[Directions] Convert the data into a JSON list of strings, with each line as its own string and blank lines omitted.

Part of a data file

= = = =

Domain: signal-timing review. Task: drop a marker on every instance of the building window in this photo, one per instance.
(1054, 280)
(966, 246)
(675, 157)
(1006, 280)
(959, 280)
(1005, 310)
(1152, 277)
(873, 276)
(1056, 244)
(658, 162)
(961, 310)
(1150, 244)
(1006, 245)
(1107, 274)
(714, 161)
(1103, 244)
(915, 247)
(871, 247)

= = = =

[Result]
[
  "Domain: signal-timing review. Task: drop a marker on every instance of the building window in this photo, one per instance.",
  "(1054, 280)",
  "(966, 246)",
  "(675, 157)",
  "(1006, 280)",
  "(959, 280)",
  "(1005, 310)",
  "(1152, 277)",
  "(873, 276)",
  "(1056, 244)",
  "(658, 162)",
  "(961, 310)",
  "(1150, 244)",
  "(1006, 245)",
  "(1107, 274)",
  "(714, 161)",
  "(1103, 244)",
  "(915, 247)",
  "(871, 247)"
]